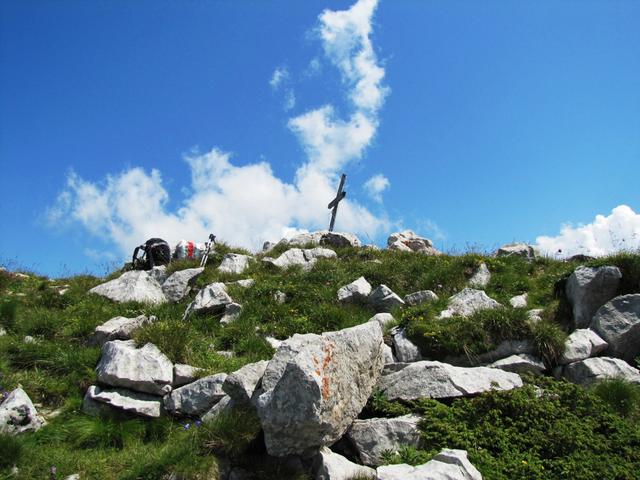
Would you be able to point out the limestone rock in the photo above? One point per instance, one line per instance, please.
(517, 250)
(234, 263)
(405, 350)
(179, 284)
(355, 292)
(212, 299)
(316, 385)
(582, 343)
(383, 319)
(505, 349)
(245, 283)
(418, 298)
(447, 465)
(133, 286)
(375, 436)
(590, 370)
(383, 299)
(481, 277)
(618, 323)
(387, 355)
(224, 405)
(144, 369)
(328, 465)
(408, 241)
(340, 240)
(125, 400)
(241, 384)
(18, 415)
(183, 374)
(231, 313)
(120, 328)
(535, 315)
(467, 302)
(522, 363)
(273, 342)
(198, 397)
(428, 379)
(588, 288)
(519, 301)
══════
§ **TASK OBJECTIVE**:
Return all of the lines above word for word, leaving out the pictures.

§ **SOLUTION TO THE EXERCISE**:
Would you be able to point out the limestone rock in the photo above? One point per instance, one line per instance, please.
(517, 250)
(234, 263)
(405, 350)
(179, 284)
(355, 292)
(212, 299)
(316, 385)
(582, 343)
(383, 319)
(505, 349)
(245, 283)
(418, 298)
(447, 465)
(133, 286)
(375, 436)
(590, 370)
(383, 299)
(481, 277)
(618, 323)
(387, 355)
(224, 405)
(144, 369)
(328, 465)
(408, 241)
(340, 240)
(125, 400)
(241, 384)
(18, 415)
(183, 374)
(231, 313)
(120, 328)
(535, 315)
(467, 302)
(522, 363)
(273, 342)
(198, 397)
(428, 379)
(588, 288)
(519, 301)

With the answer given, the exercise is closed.